Problem statement:
Identify each line in the material below that contains the string "horse", and copy every such line.

Point annotation entries for images:
------------------------
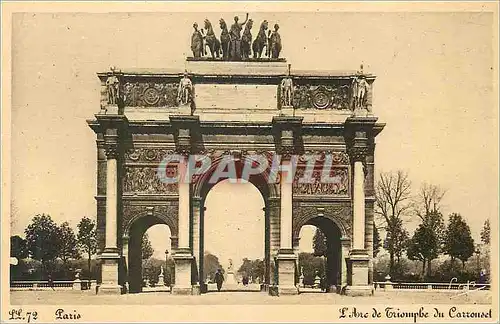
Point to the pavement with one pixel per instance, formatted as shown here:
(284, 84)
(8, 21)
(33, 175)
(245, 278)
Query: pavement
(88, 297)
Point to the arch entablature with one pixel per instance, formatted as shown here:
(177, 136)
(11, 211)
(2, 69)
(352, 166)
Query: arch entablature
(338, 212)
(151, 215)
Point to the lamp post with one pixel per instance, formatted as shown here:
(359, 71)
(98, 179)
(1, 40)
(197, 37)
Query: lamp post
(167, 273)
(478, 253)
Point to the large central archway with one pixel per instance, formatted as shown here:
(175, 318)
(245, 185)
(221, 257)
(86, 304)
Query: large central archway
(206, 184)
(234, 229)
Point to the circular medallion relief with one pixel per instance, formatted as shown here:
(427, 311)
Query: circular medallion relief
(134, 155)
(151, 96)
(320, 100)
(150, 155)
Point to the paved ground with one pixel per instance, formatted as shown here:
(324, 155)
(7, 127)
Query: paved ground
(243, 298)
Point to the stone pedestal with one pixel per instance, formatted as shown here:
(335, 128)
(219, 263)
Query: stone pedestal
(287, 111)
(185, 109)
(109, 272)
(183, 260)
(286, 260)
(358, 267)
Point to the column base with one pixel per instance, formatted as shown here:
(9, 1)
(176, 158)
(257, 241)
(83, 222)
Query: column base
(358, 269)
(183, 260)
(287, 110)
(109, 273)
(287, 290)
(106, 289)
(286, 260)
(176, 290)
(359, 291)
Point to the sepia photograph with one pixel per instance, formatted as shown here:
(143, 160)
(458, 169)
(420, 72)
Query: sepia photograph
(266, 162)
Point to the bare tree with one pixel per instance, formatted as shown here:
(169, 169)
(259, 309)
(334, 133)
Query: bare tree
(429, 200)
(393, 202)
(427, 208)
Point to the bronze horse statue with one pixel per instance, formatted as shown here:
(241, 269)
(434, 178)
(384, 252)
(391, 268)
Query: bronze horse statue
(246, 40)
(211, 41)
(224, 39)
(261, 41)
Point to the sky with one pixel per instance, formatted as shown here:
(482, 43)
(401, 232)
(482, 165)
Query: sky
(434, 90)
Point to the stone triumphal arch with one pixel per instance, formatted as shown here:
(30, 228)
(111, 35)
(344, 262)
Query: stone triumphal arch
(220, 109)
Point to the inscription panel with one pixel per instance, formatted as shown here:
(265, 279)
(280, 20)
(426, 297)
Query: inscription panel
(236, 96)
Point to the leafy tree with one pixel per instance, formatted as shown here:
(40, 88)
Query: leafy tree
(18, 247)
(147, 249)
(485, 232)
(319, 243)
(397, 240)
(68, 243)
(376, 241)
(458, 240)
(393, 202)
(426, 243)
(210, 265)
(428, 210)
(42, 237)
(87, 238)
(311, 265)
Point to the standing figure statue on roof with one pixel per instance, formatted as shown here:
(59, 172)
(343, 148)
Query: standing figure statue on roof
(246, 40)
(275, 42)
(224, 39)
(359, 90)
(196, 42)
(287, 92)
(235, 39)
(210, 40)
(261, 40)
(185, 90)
------------------------
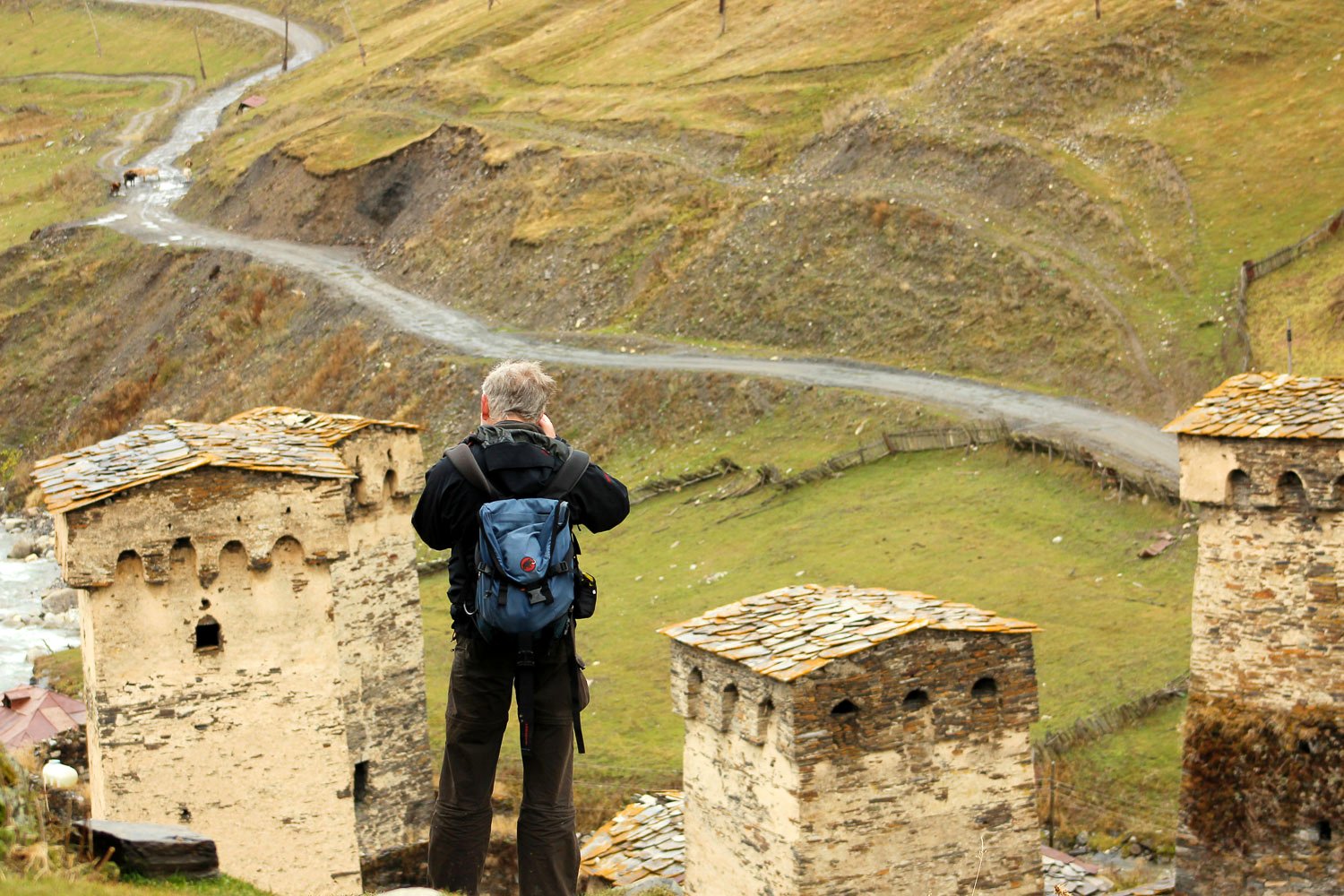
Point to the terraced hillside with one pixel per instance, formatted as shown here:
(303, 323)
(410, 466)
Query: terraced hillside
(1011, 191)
------------------------
Full answer:
Point to the bronze horse statue with one pixel per instance, formatted as shown here:
Query: bronze horse statue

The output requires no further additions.